*Task to carry out:* All of the data that follows should be retyped exactly as it appears.

*Task inputs:*

%%

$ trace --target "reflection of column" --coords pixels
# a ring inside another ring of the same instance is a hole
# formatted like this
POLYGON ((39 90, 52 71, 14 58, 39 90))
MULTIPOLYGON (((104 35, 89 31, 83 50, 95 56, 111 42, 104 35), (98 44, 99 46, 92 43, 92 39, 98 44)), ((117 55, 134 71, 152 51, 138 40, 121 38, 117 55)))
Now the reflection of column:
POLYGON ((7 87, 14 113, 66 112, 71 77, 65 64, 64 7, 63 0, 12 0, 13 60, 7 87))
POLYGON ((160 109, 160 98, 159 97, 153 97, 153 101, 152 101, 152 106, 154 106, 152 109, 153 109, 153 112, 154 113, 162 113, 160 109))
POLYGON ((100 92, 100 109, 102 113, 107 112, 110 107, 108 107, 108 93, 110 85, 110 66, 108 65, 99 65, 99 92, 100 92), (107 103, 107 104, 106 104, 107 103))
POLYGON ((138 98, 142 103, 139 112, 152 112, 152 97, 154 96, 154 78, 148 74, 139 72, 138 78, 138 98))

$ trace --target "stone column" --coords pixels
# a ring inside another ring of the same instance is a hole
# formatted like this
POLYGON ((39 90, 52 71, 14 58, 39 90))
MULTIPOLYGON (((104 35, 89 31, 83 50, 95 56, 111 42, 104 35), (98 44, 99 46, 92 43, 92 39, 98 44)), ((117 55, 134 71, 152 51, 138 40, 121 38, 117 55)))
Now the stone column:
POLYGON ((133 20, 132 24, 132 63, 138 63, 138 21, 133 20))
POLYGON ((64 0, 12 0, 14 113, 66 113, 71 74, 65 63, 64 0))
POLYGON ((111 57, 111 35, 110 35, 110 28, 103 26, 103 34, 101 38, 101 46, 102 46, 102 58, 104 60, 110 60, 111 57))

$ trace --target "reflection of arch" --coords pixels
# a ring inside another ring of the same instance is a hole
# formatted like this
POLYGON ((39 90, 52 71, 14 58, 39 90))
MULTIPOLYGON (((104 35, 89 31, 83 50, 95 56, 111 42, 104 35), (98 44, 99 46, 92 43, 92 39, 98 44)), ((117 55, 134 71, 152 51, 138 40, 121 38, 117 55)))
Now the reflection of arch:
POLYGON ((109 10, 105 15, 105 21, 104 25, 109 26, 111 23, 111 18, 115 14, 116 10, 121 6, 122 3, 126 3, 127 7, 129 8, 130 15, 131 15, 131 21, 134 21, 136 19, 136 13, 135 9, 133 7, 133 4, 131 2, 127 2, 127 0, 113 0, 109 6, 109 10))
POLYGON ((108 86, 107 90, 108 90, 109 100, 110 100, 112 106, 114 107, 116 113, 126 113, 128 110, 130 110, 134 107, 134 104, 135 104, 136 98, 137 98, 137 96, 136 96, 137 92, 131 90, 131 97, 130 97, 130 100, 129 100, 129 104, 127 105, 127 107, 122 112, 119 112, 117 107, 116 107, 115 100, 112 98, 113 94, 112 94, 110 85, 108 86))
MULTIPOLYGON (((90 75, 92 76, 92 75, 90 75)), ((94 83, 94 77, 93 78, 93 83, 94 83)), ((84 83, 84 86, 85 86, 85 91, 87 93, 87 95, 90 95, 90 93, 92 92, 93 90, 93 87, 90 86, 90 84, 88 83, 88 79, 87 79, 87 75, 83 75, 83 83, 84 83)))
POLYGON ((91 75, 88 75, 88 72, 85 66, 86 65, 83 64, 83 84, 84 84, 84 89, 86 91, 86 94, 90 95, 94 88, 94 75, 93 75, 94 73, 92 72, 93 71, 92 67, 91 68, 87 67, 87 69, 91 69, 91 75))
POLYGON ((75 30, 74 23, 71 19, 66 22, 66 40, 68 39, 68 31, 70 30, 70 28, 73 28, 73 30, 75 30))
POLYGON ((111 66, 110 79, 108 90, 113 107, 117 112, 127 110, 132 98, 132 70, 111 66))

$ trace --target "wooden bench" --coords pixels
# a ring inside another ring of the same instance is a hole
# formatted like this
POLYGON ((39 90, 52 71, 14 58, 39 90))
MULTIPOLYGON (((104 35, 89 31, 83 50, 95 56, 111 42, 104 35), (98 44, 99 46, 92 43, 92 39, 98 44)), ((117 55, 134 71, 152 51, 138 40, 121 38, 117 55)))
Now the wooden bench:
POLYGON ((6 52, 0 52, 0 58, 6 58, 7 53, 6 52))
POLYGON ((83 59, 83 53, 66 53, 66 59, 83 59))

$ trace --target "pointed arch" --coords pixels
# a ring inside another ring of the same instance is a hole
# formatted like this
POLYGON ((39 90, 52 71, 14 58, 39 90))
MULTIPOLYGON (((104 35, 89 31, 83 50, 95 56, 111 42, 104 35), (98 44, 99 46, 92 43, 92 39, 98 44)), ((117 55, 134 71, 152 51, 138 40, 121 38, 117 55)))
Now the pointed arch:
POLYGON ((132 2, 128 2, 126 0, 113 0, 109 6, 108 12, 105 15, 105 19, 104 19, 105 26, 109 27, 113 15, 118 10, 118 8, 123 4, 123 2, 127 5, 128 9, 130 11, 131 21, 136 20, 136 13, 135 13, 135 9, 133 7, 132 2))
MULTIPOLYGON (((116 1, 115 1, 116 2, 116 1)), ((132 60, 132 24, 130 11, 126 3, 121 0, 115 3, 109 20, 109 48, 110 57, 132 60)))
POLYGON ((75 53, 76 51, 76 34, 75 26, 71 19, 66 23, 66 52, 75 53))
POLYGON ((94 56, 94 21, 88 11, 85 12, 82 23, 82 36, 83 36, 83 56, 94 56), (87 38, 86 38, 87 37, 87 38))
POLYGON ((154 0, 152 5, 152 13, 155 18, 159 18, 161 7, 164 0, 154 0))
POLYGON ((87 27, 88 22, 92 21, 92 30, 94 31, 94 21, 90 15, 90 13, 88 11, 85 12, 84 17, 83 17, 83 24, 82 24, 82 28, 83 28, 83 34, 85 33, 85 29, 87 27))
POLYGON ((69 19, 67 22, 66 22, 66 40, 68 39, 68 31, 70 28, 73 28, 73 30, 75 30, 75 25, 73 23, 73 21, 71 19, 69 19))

%%

*Problem solution:*
$ trace --target "reflection of column" --coords pixels
# a ring inside another ring of the same instance is a hole
# formatted like this
POLYGON ((39 90, 52 71, 14 58, 39 90))
MULTIPOLYGON (((104 35, 89 31, 83 50, 95 56, 111 42, 104 35), (98 44, 99 46, 92 43, 92 39, 98 44)), ((117 55, 134 71, 152 51, 138 40, 121 38, 117 55)))
Now the reflection of column:
POLYGON ((7 87, 14 113, 66 112, 71 77, 65 64, 64 7, 63 0, 12 0, 13 60, 7 87))
POLYGON ((160 109, 160 98, 159 97, 153 97, 153 101, 152 101, 152 106, 154 106, 152 109, 153 109, 153 112, 154 113, 162 113, 160 109))
POLYGON ((100 92, 100 109, 102 113, 107 112, 110 107, 108 107, 108 93, 110 85, 110 66, 108 65, 99 65, 99 92, 100 92), (107 103, 107 104, 106 104, 107 103))
POLYGON ((138 98, 142 103, 139 112, 152 112, 152 97, 154 96, 154 78, 148 74, 139 72, 138 78, 138 98))

$ trace --target "stone column" --coords pixels
# a ring inside another ring of the same instance is a hole
# formatted like this
POLYGON ((39 90, 52 71, 14 58, 39 90))
MULTIPOLYGON (((104 35, 89 31, 83 50, 95 56, 111 42, 104 35), (98 44, 99 46, 92 43, 92 39, 98 44)), ((117 55, 134 71, 152 51, 138 40, 121 38, 117 55)))
Now the stone column:
POLYGON ((133 20, 132 24, 132 63, 138 63, 138 21, 133 20))
POLYGON ((64 0, 12 0, 14 113, 66 113, 71 74, 65 63, 64 0))
POLYGON ((111 57, 111 35, 110 35, 110 28, 103 26, 103 34, 101 38, 101 46, 102 46, 102 58, 104 60, 110 60, 111 57))

$ trace --target "reflection of arch" --coords pixels
# a ring inside another ring of the same instance is a hole
# formatted like this
POLYGON ((39 90, 52 71, 14 58, 39 90))
MULTIPOLYGON (((104 35, 89 31, 83 50, 95 56, 111 42, 104 35), (98 44, 99 46, 92 43, 92 39, 98 44)), ((117 55, 134 71, 152 51, 138 40, 121 38, 117 55)))
Now the reflection of arch:
POLYGON ((109 10, 105 15, 105 21, 104 25, 109 26, 111 23, 111 18, 115 14, 116 10, 121 6, 122 3, 126 3, 127 7, 129 8, 130 15, 131 15, 131 21, 134 21, 136 19, 136 13, 135 9, 133 7, 133 4, 131 2, 127 2, 127 0, 113 0, 109 6, 109 10))
POLYGON ((108 86, 107 90, 108 90, 109 100, 110 100, 112 106, 114 107, 116 113, 126 113, 128 110, 130 110, 134 107, 134 104, 135 104, 136 98, 137 98, 137 96, 136 96, 137 92, 131 90, 131 97, 130 97, 130 100, 129 100, 129 104, 127 105, 127 107, 122 112, 119 112, 117 107, 116 107, 115 100, 112 98, 113 94, 112 94, 110 85, 108 86))
MULTIPOLYGON (((90 75, 92 76, 92 75, 90 75)), ((94 83, 94 77, 93 78, 93 83, 94 83)), ((84 83, 84 86, 85 86, 85 91, 87 93, 87 95, 90 95, 90 93, 92 92, 93 90, 93 87, 90 86, 90 84, 88 83, 88 79, 87 79, 87 75, 83 75, 83 83, 84 83)))
POLYGON ((91 75, 88 75, 88 72, 85 66, 86 65, 83 64, 83 84, 84 84, 84 89, 86 91, 86 94, 90 95, 94 88, 94 75, 93 75, 94 73, 92 72, 93 71, 92 67, 91 68, 87 67, 87 69, 91 69, 91 75))
POLYGON ((75 30, 74 23, 71 19, 66 22, 66 40, 68 39, 68 31, 70 30, 70 28, 73 28, 73 30, 75 30))
POLYGON ((111 66, 110 79, 108 90, 113 107, 117 112, 127 110, 132 98, 132 70, 111 66))

$ trace --target "wooden bench" --coords pixels
# a ring inside another ring of the same instance is a hole
# formatted like this
POLYGON ((39 90, 52 71, 14 58, 39 90))
MULTIPOLYGON (((104 35, 89 31, 83 50, 95 56, 111 42, 104 35), (98 44, 99 46, 92 43, 92 39, 98 44)), ((117 55, 134 71, 152 51, 138 40, 121 38, 117 55)))
Now the wooden bench:
POLYGON ((6 52, 0 52, 0 58, 6 58, 7 53, 6 52))
POLYGON ((83 59, 83 53, 66 53, 66 59, 83 59))

$ trace --target "pointed arch" --coords pixels
# a ring inside another ring of the same instance is a hole
# formatted like this
POLYGON ((39 90, 52 71, 14 58, 39 90))
MULTIPOLYGON (((104 35, 89 31, 83 50, 95 56, 111 42, 104 35), (98 44, 99 46, 92 43, 92 39, 98 44)), ((117 55, 134 71, 152 51, 138 40, 121 38, 117 55)))
Now the pointed arch:
POLYGON ((132 2, 128 2, 126 0, 113 0, 109 6, 108 12, 105 15, 105 19, 104 19, 105 26, 109 27, 113 15, 118 10, 118 8, 123 4, 123 2, 127 5, 128 9, 130 11, 131 21, 136 20, 136 13, 135 13, 135 9, 133 7, 132 2))
MULTIPOLYGON (((116 1, 115 1, 116 2, 116 1)), ((132 60, 132 24, 130 11, 126 3, 121 0, 115 3, 109 20, 109 48, 110 57, 132 60)))
POLYGON ((75 53, 76 51, 76 34, 75 26, 71 19, 66 23, 66 52, 75 53))
POLYGON ((94 56, 94 21, 88 11, 85 12, 82 23, 82 36, 83 36, 83 56, 94 56), (87 38, 86 38, 87 37, 87 38))
POLYGON ((154 0, 152 5, 152 13, 155 18, 159 18, 161 7, 164 0, 154 0))
POLYGON ((87 27, 88 22, 92 21, 92 30, 94 31, 94 21, 90 15, 90 13, 88 11, 85 12, 84 17, 83 17, 83 24, 82 24, 82 28, 83 28, 83 34, 85 33, 85 29, 87 27))
POLYGON ((69 19, 67 22, 66 22, 66 40, 68 39, 68 31, 70 28, 73 28, 73 30, 75 30, 75 25, 73 23, 73 21, 71 19, 69 19))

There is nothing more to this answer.